Retype the following lines word for word, omitting the pictures from your answer.

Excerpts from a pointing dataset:
┏━━

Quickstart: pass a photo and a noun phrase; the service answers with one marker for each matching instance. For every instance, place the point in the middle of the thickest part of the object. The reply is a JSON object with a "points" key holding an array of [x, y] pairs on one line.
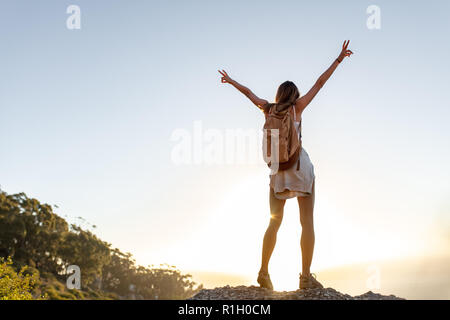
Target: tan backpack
{"points": [[279, 130]]}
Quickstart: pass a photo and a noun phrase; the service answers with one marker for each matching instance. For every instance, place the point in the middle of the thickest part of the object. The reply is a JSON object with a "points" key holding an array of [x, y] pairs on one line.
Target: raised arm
{"points": [[303, 101], [246, 91]]}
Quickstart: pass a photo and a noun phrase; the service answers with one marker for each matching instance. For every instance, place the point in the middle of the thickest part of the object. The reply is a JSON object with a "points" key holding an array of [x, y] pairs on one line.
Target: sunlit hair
{"points": [[287, 94]]}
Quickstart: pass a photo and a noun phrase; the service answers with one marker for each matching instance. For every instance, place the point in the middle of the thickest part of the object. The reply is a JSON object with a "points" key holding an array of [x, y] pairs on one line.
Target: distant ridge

┗━━

▶ EXPECTED ANSWER
Quickstart: pass a photo and a noun phrase; the service answers with one marker for each matching instance. For every instance, place the point in the middle of the thickest part of the object. The reply is a JSON object with a "points" key holding an array of [x, y] pairs on one line.
Target: tan backpack
{"points": [[279, 130]]}
Quickstart: pass a photo and a noun phrase; the service answers with one marker for each matching instance. For every instance, place the point in the middle of the thickest part of the object. The reply is a JSON object with a "points" key holding an array of [x, y] pairs on one line.
Target: raised arm
{"points": [[303, 101], [246, 91]]}
Quickstart: pass a photo and a noun phrase; the service answers with one marker for each matching instance. For every instance, place the point in the middle of the thickest part of the object. The reply is a JSON object with a "points" key holding an array of [x, y] pairs on one line.
Target: sunlit hair
{"points": [[287, 94]]}
Quickstart: pass a photo and a noun phrase; the service answers with one marker for each matching instance. For every instance, place the point in the middle of the thickest part of the object. The reply is a JSON object with a "points" key holding an array of [x, y] pairs on one line.
Target: distant ridge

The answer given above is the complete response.